Exercise description.
Reproduce the lines below word for word and in the same order, leaving out the pictures.

Listed records.
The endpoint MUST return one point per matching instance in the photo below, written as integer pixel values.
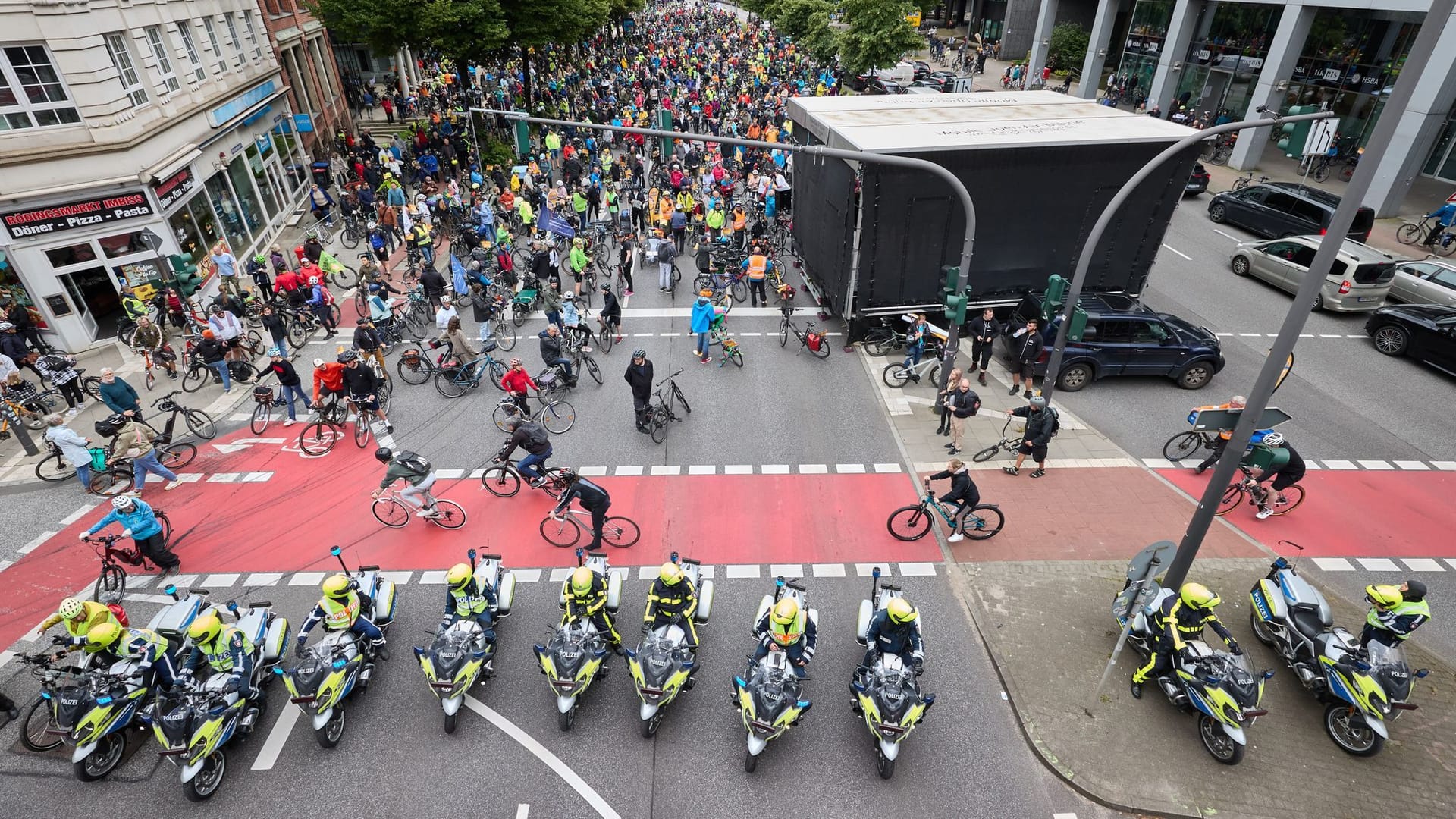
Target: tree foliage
(1069, 47)
(877, 37)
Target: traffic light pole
(1334, 238)
(967, 243)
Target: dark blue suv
(1125, 338)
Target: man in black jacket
(639, 378)
(1041, 425)
(983, 334)
(1025, 346)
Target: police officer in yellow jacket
(1395, 613)
(587, 598)
(672, 599)
(1181, 617)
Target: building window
(218, 47)
(190, 47)
(169, 79)
(126, 69)
(31, 93)
(232, 38)
(253, 36)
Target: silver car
(1426, 281)
(1357, 281)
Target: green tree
(1069, 47)
(877, 37)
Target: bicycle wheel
(1408, 234)
(391, 512)
(177, 455)
(450, 384)
(501, 482)
(39, 719)
(200, 423)
(318, 438)
(111, 482)
(447, 515)
(111, 585)
(909, 522)
(1183, 445)
(561, 532)
(983, 522)
(1293, 496)
(558, 416)
(1231, 500)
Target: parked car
(1426, 333)
(1359, 280)
(1126, 338)
(1285, 209)
(1426, 281)
(1197, 181)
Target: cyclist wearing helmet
(115, 643)
(79, 617)
(419, 477)
(894, 630)
(1395, 613)
(224, 651)
(587, 598)
(593, 499)
(1041, 425)
(672, 599)
(363, 387)
(142, 525)
(1286, 469)
(788, 629)
(1178, 618)
(469, 596)
(341, 610)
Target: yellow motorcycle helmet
(1199, 596)
(206, 629)
(459, 576)
(102, 635)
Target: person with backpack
(419, 477)
(1041, 426)
(532, 438)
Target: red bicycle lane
(280, 512)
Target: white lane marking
(1421, 564)
(1378, 564)
(541, 752)
(38, 539)
(76, 515)
(916, 570)
(277, 736)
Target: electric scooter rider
(1180, 617)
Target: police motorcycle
(663, 665)
(1362, 689)
(199, 719)
(340, 662)
(1216, 686)
(887, 695)
(769, 692)
(460, 653)
(577, 653)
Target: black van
(1285, 209)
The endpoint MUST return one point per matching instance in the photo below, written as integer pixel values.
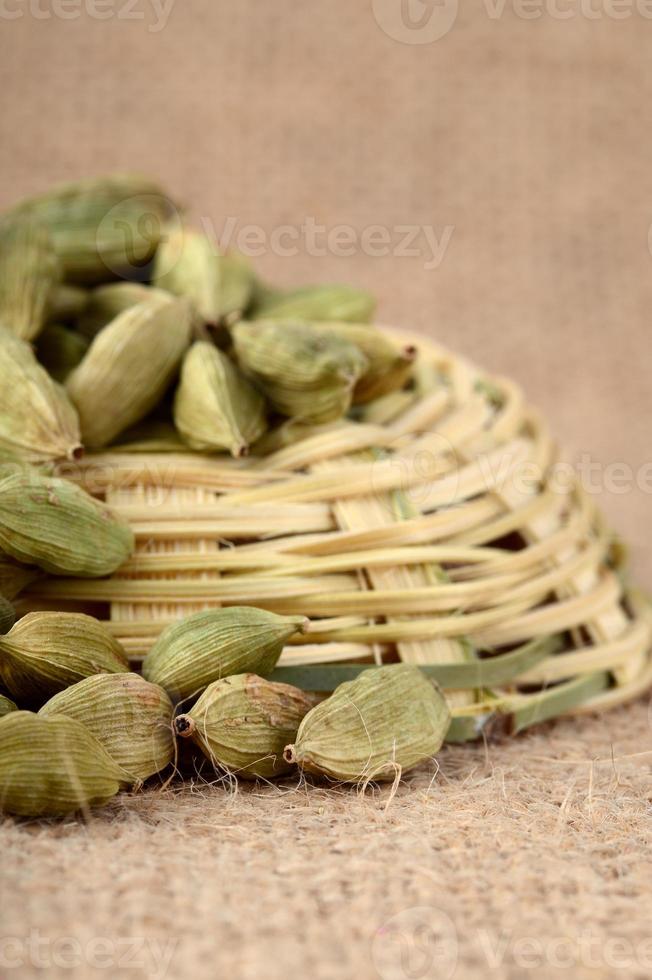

Complete answer.
The endpoint MUST return one point per matching instance in the photo below, written as integer pixel values.
Target: tree foliage
(1069, 47)
(877, 37)
Target: traffic light pole
(1334, 238)
(967, 243)
Target: dark blue suv
(1125, 338)
Target: man in black jacket
(639, 378)
(1041, 425)
(983, 334)
(1025, 346)
Target: police officer in yellow jacket
(1395, 613)
(587, 598)
(672, 599)
(1181, 617)
Target: building window
(218, 47)
(190, 47)
(169, 79)
(126, 69)
(31, 93)
(232, 38)
(253, 36)
Target: silver car
(1426, 281)
(1357, 281)
Target: green tree
(1069, 47)
(877, 37)
Target: bicycle wheel
(1408, 234)
(391, 512)
(177, 455)
(450, 384)
(501, 482)
(39, 719)
(200, 423)
(318, 438)
(111, 482)
(447, 515)
(111, 585)
(909, 522)
(1183, 445)
(561, 532)
(983, 522)
(1293, 496)
(558, 416)
(1231, 500)
Target: parked car
(1426, 333)
(1359, 280)
(1126, 338)
(1285, 209)
(1426, 281)
(1197, 181)
Target: cyclist wearing helmet
(115, 643)
(79, 617)
(419, 477)
(894, 630)
(1395, 613)
(224, 651)
(587, 598)
(593, 499)
(1041, 425)
(672, 599)
(363, 387)
(142, 525)
(1286, 469)
(788, 629)
(1178, 618)
(469, 596)
(341, 610)
Target: yellow motorcycle helmet
(1199, 596)
(206, 629)
(459, 576)
(102, 635)
Target: person with backpack
(419, 477)
(1041, 426)
(532, 438)
Target: red bicycle lane
(280, 512)
Target: white lane marking
(1421, 564)
(1378, 564)
(541, 752)
(38, 539)
(76, 515)
(916, 570)
(277, 736)
Target: electric scooter rider
(1180, 617)
Target: police motorcycle
(663, 665)
(1362, 689)
(199, 719)
(340, 662)
(1216, 686)
(887, 695)
(769, 692)
(460, 653)
(577, 653)
Target: black van
(1285, 209)
The endpoint MUST return one point per matching instance in the photo below, written as integer pixel values.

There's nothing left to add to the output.